Seeing Delta Parameters as JPEG Images: Data-Free Delta Compression with Discrete Cosine Transform
Chenyu Huang, Peng Ye, Xiaohui Wang, Shenghe Zheng, Biqing Qi, Lei Bai, Wanli Ouyang, Tao Chen
TL;DR
This work tackles the storage burden of task-specific finetuned models by proposing Delta-DCT, a data-free delta compression method that operates in the Discrete Cosine Transform (DCT) domain. It groups delta parameters into patches, ranks patch importance via the $L_2$ norm, assigns mixed-precision bit-widths, and quantizes in the DCT domain before reconstructing with IDCT, all without data or training. Across diverse models—LLMs from $7$B to $13$B, smaller language models, vision transformers, and multi-modal BEiT-3—the method achieves performance comparable to or better than finetuned models at a $1$-bit-equivalent compression ratio, outperforming prior data-dependent baselines such as BitDelta and Delta-CoMe. The results demonstrate a practical, scalable approach for on-device delta compression, with a modest storage overhead and high potential for parallelization to reduce compute time.
• • • • • • •
#### TASK INSTRUCTIONS
A) Answer these from the Delta-DCT summary:
(i) What measure is used to rank patch importance?
(ii) Which multi-modal model is included in the evaluation?
(iii) Which prior data-dependent baselines does the method outperform?
B) Write the next part of the Delta-DCT summary, picking up right after its final sentence.
The rows that come next have nothing to do with the Delta-DCT summary.

#### SUPPLIED DATA
• • • • • • •
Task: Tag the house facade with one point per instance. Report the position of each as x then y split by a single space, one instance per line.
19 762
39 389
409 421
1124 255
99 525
• • • • • • •
#### ACTIVITY ANSWERS
A)
(i) The $L_2$ norm.
(ii) BEiT-3.
(iii) BitDelta and Delta-CoMe.

B)
Abstract
With transformer-based models and the pretrain-finetune paradigm becoming mainstream, the high storage and deployment costs of individual finetuned models on multiple tasks pose critical challenges. Delta compression attempts to lower the costs by reducing the redundancy of delta parameters (i.e., the difference between the finetuned and pre-trained model weights). However, existing methods usually face problems including data accessibility and training requirements. To tackle this issue, we introduce Delta-DCT, the first data-free delta compression method inspired by classic JPEG image compression, leveraging the Discrete Cosine Transform (DCT). We first (a) group delta parameters within a layer into patches. Then we (b) assess the importance of each patch and allocate them with different quantization bit-widths. Afterwards, we (c) convert these patches to the DCT domain and conduct quantization to each patch based on the allocated bit-width. The proposed Delta-DCT does not require any training or data calibration, while achieving performance comparable to or even surpassing original finetuned models under 1-bit equivalent delta compression ratios on different kinds of models including: (1) recently-released LLMs of different sizes from 7B to 13B, (2) relatively smaller language models including RoBERTa and T5 models, (3) variants of vision transformer models, and (4) multi-modal BEiT-3 models.